*** Opening of MATERIAL TO PROCESS ***
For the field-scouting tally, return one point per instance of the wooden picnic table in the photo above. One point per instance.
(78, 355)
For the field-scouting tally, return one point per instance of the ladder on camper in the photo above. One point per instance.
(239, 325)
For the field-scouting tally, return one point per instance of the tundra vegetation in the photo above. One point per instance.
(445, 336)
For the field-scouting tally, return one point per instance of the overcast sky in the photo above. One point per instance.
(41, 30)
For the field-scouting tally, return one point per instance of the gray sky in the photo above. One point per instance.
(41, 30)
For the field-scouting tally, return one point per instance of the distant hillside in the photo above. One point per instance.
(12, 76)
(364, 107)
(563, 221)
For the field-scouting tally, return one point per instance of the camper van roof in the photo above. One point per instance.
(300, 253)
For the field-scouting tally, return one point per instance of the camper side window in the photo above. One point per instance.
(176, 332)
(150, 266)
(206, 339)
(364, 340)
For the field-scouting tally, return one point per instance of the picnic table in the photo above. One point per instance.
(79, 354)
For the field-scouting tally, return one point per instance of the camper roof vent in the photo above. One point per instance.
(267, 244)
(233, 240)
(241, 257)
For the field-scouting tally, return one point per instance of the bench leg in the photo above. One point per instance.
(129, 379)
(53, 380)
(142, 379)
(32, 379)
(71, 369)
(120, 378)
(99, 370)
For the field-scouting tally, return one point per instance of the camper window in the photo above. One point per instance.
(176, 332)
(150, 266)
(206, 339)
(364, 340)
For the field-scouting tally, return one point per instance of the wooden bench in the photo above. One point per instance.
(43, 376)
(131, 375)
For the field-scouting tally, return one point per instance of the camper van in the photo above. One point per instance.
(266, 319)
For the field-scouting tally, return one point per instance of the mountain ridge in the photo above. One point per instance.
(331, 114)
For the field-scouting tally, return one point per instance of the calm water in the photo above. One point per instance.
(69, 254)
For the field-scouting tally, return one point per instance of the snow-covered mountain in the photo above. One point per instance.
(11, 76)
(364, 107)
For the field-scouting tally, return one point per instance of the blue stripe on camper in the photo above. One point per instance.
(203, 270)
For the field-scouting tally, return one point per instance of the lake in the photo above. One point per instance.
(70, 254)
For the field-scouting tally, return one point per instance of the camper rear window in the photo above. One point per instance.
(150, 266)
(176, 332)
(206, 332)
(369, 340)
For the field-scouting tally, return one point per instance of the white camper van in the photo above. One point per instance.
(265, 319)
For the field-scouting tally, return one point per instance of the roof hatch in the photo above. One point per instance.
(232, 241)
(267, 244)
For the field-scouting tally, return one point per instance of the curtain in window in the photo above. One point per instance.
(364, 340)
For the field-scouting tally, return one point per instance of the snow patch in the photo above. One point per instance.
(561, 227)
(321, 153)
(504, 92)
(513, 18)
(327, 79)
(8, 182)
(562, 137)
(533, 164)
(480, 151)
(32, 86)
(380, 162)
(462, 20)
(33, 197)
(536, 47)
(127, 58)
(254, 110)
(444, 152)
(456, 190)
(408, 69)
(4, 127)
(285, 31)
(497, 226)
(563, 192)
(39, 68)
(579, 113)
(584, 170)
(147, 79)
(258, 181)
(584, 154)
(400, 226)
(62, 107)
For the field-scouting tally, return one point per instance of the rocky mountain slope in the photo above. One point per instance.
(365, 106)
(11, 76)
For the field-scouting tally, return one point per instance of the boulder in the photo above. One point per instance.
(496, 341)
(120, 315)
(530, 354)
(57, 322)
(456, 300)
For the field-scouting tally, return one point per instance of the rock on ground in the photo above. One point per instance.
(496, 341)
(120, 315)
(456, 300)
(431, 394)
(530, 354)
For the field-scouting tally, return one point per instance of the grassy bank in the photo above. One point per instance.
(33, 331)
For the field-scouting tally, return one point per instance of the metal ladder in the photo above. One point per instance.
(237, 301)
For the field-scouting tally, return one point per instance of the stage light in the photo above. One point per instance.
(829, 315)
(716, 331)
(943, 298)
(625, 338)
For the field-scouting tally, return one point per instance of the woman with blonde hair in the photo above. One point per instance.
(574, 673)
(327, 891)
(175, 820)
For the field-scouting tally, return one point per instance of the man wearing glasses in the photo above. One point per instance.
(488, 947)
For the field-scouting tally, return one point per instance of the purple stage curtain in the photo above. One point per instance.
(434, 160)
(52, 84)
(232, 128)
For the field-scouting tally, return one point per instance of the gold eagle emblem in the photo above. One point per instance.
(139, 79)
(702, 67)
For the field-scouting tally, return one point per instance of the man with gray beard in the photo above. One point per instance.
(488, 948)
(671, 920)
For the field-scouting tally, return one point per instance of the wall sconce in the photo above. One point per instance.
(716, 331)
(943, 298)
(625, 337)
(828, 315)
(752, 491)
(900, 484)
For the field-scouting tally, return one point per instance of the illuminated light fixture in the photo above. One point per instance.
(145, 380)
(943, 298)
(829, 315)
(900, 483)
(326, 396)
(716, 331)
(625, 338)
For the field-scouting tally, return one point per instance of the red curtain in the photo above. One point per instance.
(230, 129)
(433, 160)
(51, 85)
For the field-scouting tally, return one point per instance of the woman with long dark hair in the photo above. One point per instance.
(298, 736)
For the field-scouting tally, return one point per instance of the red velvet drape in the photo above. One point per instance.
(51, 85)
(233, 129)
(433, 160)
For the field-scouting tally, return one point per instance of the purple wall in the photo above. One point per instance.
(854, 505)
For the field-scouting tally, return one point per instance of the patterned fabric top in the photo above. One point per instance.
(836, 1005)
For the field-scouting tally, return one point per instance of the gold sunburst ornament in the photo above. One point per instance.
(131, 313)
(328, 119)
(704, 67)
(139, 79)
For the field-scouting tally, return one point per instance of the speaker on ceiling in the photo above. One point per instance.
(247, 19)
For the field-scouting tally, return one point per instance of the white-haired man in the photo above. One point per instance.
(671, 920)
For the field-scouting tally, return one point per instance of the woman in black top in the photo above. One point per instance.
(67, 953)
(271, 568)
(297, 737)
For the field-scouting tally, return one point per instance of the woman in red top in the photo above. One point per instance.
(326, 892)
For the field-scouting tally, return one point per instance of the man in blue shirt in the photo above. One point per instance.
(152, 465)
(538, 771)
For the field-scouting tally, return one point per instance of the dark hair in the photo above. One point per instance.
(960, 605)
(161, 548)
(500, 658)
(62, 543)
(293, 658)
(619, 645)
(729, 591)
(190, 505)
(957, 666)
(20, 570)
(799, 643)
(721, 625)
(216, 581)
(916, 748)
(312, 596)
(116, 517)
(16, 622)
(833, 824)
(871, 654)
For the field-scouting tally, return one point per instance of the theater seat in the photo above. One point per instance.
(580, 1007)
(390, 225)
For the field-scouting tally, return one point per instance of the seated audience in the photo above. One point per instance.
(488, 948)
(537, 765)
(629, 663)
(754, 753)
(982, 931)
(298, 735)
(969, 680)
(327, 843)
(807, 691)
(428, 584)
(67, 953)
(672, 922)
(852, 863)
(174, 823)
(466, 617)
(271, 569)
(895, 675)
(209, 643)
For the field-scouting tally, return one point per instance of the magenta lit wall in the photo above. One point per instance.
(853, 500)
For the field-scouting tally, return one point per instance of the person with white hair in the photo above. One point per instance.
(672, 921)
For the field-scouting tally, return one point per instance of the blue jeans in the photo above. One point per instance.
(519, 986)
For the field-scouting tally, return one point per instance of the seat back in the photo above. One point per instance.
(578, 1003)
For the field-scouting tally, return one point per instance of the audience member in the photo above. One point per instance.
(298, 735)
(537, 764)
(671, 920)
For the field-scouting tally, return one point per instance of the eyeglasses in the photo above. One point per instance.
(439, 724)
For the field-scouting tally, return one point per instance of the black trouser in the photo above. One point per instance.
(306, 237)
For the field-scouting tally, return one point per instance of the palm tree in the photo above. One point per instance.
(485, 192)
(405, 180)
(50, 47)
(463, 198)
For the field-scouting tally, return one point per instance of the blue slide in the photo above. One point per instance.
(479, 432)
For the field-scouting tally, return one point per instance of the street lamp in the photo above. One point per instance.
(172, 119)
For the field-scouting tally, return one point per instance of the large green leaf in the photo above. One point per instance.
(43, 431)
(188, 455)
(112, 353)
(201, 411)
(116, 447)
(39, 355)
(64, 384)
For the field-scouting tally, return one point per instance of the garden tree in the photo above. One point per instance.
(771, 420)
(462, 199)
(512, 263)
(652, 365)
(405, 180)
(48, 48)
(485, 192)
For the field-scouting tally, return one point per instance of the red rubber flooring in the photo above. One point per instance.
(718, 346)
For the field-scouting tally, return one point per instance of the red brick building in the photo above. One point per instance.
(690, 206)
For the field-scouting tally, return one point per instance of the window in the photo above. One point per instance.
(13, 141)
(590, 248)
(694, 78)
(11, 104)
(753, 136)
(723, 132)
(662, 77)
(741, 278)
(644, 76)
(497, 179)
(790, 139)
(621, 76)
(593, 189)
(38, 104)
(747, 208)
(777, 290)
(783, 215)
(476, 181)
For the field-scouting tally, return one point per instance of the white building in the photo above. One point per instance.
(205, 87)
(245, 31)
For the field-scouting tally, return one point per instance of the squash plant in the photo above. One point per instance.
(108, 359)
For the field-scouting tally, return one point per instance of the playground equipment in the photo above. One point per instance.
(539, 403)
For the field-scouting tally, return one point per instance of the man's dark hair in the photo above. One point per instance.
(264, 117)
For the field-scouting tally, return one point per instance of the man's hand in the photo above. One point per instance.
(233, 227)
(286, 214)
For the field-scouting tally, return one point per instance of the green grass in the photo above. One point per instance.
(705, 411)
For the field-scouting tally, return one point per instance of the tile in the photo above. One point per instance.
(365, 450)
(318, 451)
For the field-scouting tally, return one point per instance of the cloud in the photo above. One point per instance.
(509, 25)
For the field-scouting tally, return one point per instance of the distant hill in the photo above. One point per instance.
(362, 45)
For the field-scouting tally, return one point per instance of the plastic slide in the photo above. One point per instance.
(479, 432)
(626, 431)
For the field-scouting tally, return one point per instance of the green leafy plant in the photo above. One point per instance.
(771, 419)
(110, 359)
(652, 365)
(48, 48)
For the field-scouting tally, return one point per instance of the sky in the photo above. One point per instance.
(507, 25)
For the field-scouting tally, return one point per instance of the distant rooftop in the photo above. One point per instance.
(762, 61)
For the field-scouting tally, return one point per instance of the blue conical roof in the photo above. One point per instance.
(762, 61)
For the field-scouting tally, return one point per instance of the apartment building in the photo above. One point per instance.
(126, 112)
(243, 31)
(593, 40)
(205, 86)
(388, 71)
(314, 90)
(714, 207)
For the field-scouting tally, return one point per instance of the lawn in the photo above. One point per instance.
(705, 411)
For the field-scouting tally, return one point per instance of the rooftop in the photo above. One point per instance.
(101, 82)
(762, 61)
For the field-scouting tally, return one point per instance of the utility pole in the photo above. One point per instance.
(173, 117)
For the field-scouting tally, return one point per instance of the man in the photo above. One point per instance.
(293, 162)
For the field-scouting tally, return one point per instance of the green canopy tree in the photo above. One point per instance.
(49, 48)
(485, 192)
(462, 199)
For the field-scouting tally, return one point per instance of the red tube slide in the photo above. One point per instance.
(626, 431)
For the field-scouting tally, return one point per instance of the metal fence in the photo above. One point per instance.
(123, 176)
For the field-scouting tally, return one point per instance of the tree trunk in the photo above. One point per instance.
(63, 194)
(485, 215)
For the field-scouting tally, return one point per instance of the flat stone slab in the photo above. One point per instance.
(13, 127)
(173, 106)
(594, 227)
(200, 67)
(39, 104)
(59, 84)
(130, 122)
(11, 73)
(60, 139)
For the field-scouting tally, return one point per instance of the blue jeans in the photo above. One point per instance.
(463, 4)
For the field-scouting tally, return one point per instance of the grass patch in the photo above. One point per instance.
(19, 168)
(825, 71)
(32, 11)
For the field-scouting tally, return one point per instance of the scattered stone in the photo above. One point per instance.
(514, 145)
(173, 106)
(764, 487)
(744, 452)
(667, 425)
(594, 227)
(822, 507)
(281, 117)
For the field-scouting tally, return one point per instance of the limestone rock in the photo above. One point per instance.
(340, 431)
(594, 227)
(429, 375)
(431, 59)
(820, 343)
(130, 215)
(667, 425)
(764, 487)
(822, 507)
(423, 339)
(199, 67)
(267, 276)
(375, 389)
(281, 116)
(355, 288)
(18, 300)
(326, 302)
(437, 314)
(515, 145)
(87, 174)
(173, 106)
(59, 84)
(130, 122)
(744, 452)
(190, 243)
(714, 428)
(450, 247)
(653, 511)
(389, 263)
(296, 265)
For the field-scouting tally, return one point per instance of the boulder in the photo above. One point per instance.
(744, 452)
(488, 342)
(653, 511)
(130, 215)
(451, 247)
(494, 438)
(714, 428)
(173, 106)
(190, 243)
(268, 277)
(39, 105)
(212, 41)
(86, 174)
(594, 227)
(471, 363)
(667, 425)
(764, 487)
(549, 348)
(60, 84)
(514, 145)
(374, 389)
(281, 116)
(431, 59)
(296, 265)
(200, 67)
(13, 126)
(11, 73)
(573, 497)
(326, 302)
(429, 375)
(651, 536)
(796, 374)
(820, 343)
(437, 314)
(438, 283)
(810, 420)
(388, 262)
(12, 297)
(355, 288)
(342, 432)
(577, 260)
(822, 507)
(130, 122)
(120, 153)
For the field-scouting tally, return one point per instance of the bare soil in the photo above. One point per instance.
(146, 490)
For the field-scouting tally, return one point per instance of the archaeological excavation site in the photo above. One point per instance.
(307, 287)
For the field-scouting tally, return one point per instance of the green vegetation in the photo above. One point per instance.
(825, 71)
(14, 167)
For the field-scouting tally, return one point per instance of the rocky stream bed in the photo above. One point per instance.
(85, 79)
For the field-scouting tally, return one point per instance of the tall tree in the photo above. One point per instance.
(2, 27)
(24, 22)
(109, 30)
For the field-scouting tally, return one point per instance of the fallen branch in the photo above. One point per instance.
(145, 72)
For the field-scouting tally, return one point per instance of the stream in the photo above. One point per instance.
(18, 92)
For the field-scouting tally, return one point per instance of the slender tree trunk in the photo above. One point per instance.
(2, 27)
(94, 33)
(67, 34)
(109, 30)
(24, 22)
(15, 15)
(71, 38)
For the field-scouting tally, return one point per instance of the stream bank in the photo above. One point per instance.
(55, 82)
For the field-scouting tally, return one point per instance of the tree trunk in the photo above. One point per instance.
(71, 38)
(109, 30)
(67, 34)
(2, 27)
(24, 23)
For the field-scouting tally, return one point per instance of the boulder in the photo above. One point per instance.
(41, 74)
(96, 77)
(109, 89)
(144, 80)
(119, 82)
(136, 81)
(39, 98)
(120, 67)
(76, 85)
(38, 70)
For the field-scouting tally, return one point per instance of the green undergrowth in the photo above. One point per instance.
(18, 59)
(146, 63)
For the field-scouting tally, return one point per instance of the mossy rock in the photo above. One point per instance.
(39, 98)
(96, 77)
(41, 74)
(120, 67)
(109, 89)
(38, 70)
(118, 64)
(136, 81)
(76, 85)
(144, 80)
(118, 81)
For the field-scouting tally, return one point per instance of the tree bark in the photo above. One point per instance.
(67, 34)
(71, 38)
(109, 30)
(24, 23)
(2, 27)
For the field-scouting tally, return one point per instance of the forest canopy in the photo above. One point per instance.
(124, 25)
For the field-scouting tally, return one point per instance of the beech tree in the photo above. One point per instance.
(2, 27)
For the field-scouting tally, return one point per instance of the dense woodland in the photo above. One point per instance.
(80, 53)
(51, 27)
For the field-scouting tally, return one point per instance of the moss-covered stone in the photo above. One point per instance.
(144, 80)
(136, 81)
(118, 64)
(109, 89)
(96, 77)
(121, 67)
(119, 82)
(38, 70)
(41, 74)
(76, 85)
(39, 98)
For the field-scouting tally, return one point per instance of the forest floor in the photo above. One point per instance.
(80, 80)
*** Close of MATERIAL TO PROCESS ***
Print exactly, and only, the lines from the line that contains "of the moss-covered" through the last line of the records.

### [RESULT OF THE EXERCISE]
For the field-scouting tally, return one point per instance of the moss-covered stone in the photo above. One point per instance.
(144, 80)
(136, 81)
(118, 64)
(109, 89)
(96, 77)
(121, 67)
(119, 82)
(38, 70)
(41, 74)
(76, 85)
(39, 98)
For the field-scouting tally, return one point per instance of the forest floor in the photo above. One point per instance.
(80, 80)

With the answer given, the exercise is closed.